Source data:
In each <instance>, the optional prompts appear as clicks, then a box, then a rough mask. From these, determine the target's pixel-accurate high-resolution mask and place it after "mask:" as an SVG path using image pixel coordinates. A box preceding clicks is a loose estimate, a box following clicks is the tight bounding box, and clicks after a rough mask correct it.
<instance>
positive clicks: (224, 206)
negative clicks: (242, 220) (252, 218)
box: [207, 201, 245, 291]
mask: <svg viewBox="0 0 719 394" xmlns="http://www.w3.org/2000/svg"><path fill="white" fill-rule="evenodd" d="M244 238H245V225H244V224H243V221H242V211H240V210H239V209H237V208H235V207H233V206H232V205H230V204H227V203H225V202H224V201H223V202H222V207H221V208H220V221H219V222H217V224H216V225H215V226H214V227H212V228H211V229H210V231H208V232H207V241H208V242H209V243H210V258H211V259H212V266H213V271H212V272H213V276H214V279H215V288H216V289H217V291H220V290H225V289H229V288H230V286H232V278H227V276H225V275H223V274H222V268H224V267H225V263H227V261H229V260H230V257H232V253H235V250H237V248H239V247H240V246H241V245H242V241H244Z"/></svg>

--

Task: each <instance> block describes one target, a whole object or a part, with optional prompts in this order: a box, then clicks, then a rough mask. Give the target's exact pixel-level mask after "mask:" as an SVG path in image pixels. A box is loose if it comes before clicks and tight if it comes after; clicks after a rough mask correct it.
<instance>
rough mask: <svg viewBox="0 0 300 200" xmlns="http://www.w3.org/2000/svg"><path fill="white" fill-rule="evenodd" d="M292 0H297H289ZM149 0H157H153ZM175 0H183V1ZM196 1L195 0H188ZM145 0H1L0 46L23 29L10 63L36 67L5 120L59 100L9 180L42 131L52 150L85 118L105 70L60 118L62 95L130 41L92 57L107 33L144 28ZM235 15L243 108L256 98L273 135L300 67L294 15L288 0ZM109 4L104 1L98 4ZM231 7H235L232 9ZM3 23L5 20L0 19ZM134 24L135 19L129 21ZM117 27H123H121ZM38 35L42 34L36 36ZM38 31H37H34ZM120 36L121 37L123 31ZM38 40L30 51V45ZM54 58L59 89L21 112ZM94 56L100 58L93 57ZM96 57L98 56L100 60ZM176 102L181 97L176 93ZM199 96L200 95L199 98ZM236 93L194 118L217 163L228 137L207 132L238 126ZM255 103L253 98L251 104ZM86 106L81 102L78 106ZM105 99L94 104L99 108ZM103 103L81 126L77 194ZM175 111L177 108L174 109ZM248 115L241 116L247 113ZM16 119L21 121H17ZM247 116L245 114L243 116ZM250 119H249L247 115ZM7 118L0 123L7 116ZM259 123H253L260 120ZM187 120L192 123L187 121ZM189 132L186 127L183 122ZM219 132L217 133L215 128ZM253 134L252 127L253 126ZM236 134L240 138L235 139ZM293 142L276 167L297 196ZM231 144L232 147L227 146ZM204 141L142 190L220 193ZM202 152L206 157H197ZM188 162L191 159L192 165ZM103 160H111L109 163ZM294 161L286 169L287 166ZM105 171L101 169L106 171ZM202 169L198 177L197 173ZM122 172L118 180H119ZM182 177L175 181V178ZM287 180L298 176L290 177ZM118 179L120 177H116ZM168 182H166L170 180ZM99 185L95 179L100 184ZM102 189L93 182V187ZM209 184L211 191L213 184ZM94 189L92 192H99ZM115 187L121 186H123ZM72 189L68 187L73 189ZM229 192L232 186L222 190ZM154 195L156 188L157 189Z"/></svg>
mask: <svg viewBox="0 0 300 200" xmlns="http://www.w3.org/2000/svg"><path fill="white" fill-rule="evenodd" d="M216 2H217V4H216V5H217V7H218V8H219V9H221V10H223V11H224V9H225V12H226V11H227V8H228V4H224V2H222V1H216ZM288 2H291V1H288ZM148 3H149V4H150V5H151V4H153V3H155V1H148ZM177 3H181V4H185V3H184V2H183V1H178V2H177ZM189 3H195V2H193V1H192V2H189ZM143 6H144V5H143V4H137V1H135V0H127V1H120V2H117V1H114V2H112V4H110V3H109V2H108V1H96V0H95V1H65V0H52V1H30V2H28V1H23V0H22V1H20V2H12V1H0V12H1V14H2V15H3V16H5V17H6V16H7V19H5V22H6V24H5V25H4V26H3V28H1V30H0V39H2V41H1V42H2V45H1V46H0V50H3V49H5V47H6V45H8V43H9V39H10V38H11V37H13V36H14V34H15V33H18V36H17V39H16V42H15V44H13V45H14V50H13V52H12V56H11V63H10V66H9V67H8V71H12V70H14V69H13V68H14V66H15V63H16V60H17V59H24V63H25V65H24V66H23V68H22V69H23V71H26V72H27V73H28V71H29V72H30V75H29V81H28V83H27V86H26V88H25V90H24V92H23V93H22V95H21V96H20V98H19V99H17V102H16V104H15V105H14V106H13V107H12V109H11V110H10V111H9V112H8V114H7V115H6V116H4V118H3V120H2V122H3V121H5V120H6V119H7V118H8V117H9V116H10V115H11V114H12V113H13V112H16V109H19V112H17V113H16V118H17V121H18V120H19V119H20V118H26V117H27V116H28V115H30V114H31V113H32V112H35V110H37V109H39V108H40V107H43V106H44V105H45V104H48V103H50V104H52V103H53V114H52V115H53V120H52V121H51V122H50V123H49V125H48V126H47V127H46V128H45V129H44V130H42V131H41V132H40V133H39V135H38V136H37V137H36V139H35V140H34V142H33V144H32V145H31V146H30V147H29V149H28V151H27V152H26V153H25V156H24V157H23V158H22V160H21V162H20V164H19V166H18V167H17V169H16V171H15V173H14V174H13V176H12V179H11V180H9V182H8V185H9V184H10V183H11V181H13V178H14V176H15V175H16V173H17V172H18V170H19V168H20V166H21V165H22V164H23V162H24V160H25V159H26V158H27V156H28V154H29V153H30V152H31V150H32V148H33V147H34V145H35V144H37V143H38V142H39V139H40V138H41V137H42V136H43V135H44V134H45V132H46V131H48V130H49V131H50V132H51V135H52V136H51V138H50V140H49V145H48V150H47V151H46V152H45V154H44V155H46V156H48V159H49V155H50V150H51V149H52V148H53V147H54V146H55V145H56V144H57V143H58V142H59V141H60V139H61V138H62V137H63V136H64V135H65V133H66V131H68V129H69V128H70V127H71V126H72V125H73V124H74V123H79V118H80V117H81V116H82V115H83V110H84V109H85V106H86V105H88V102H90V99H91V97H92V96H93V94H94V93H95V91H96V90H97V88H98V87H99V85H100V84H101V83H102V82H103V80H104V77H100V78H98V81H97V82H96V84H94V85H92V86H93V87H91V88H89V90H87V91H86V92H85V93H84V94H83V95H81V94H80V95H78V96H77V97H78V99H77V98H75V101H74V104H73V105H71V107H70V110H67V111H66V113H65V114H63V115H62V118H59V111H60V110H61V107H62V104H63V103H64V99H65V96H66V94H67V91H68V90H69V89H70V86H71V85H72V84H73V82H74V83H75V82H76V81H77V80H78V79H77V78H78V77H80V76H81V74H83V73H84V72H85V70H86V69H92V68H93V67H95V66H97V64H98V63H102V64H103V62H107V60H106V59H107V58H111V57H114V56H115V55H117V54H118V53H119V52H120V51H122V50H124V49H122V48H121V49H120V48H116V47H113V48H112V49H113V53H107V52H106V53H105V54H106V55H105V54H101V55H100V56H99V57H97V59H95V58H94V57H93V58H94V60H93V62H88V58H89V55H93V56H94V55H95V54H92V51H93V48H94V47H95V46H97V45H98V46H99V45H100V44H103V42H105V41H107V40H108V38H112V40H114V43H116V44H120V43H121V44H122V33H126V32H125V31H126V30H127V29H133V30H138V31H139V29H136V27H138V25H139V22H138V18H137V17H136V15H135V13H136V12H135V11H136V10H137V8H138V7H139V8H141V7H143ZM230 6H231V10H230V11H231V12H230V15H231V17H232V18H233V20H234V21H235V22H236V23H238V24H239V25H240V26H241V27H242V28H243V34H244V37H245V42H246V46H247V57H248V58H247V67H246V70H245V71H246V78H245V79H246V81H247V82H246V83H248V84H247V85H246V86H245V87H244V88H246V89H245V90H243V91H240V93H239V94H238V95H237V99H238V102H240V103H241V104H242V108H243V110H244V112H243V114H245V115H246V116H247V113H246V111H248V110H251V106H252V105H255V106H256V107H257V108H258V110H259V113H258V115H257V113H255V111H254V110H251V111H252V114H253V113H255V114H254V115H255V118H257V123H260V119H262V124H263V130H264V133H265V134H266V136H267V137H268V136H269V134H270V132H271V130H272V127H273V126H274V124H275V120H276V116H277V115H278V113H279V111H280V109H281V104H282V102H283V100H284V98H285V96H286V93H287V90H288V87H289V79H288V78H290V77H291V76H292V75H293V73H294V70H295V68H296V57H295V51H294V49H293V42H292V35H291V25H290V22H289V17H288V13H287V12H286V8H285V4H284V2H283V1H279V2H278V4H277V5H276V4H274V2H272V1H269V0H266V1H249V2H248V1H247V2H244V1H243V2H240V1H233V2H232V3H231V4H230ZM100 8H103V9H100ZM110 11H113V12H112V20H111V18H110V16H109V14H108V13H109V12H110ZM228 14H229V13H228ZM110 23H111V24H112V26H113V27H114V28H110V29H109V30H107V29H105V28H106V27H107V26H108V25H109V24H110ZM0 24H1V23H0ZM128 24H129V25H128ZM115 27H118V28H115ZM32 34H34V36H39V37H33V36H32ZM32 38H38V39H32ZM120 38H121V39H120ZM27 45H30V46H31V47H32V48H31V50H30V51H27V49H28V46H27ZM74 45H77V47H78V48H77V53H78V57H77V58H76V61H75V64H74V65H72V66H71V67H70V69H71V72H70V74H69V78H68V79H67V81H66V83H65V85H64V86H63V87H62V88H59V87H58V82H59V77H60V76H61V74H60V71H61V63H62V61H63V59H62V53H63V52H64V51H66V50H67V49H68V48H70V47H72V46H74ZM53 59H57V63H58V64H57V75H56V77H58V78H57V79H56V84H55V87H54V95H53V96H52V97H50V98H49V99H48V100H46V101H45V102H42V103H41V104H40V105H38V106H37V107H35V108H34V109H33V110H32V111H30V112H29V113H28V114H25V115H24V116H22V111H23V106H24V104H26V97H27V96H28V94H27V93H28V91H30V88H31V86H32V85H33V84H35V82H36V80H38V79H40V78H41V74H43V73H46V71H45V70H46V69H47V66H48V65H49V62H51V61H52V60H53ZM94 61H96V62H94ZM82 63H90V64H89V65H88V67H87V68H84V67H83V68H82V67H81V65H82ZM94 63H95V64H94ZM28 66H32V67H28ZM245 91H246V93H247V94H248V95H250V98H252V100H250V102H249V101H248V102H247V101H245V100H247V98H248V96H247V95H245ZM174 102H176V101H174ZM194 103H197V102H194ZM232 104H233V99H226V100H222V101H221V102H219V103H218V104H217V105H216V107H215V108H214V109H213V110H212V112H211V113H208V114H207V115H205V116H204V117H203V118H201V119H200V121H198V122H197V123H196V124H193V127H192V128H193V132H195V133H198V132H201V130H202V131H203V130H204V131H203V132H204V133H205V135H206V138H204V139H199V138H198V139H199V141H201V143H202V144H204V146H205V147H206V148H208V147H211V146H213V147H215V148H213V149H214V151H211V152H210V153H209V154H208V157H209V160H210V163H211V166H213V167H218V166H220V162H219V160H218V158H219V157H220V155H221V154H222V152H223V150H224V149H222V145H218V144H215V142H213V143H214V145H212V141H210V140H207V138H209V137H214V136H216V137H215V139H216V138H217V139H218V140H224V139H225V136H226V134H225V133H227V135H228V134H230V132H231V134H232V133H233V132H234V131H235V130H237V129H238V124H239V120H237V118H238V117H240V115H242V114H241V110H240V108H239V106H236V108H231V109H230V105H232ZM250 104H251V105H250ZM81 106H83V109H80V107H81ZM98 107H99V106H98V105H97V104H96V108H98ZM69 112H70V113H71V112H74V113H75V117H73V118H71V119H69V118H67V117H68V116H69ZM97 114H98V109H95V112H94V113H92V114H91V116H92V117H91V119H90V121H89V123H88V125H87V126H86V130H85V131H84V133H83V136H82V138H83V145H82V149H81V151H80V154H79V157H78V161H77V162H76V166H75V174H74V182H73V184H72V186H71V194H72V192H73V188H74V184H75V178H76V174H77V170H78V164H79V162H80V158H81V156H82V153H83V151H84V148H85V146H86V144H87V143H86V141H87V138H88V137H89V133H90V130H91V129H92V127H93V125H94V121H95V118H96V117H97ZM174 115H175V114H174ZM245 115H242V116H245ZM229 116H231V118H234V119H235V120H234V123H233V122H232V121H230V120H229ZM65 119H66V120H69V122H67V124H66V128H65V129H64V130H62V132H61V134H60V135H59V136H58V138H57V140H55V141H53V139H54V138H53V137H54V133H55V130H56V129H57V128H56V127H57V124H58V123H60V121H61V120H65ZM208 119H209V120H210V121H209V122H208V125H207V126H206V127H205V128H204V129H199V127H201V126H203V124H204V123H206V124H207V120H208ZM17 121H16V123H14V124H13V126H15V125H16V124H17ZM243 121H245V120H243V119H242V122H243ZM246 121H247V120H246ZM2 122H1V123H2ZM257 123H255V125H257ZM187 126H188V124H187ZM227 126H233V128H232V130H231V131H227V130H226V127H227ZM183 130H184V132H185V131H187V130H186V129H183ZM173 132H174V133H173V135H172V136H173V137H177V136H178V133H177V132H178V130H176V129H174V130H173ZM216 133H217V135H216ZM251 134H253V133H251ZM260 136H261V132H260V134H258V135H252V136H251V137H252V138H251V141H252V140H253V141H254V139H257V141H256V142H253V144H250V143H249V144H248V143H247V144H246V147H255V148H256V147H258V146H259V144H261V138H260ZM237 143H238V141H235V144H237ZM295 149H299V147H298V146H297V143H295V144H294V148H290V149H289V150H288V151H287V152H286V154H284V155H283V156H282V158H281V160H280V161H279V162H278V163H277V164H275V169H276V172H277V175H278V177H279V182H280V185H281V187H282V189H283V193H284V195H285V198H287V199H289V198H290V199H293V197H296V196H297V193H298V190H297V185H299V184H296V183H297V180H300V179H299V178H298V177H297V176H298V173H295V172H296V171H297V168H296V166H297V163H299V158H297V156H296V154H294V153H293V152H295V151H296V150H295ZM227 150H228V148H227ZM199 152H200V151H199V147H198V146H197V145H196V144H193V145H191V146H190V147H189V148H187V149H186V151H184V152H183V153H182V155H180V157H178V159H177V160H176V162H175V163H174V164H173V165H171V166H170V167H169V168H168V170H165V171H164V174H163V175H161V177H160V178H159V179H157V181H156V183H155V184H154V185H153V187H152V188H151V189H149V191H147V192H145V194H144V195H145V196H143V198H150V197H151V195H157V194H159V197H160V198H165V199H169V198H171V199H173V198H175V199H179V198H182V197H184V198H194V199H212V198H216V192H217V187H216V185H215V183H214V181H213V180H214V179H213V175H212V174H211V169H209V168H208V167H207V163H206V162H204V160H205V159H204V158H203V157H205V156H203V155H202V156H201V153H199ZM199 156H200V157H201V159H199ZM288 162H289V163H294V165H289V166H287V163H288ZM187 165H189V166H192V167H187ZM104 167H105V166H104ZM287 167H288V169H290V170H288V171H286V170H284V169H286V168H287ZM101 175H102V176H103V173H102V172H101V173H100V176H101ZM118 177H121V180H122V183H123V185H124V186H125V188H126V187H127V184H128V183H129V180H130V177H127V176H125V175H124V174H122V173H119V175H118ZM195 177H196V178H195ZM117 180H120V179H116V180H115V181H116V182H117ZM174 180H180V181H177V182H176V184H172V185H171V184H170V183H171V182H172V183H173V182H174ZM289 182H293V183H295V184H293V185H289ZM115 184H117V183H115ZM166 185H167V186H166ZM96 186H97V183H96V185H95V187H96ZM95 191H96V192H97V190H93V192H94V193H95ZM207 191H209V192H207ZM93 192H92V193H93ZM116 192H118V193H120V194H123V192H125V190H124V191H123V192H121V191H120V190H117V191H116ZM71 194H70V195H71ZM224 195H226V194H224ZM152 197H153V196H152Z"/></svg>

What the task requires:
How many lines of the records above contain the word "loose"? Reply with the number only.

Answer below:
2